■ The exercise:
In the records below, start at the line containing "pair like [464,171]." and continue through the final line of the records. Present those lines as a Markdown table with columns Row and Text, numbering each line under Row and omitting blank lines.
[begin Data entries]
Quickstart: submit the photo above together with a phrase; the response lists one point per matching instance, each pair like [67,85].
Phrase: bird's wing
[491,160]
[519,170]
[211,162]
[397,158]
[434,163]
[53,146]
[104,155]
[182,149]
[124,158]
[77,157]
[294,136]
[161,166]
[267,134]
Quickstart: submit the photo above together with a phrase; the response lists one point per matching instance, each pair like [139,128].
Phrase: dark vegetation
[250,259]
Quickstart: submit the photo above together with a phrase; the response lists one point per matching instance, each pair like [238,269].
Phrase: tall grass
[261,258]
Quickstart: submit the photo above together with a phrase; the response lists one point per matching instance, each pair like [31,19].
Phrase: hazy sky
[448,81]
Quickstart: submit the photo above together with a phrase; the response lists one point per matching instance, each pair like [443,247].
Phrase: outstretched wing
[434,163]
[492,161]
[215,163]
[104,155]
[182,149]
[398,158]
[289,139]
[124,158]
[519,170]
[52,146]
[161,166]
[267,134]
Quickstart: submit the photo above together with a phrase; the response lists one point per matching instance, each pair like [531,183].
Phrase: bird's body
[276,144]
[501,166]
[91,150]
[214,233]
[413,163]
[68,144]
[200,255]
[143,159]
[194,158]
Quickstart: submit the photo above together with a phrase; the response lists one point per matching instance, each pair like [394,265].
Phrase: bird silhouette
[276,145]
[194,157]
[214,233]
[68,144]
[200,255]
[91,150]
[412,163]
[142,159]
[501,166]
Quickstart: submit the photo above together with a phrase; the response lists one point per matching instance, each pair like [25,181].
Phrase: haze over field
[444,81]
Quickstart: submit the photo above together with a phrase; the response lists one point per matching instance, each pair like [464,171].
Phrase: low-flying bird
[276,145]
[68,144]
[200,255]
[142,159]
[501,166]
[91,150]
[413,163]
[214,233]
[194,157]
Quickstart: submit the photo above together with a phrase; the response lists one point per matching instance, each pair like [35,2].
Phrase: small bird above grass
[end Data entries]
■ Task answer:
| Row | Text |
|---|---|
| 1 | Quickstart: submit the photo above together with a phrase; the response lists one point per matching instance, each pair like [464,171]. |
| 2 | Phrase: low-flying bird |
| 3 | [276,145] |
| 4 | [68,144] |
| 5 | [200,255] |
| 6 | [142,159] |
| 7 | [501,166] |
| 8 | [91,150] |
| 9 | [413,163] |
| 10 | [214,233] |
| 11 | [194,157] |
| 12 | Quickstart: submit the photo above together with a phrase; the response lists one point per matching instance, each pair like [35,2]. |
| 13 | Phrase: small bird above grass |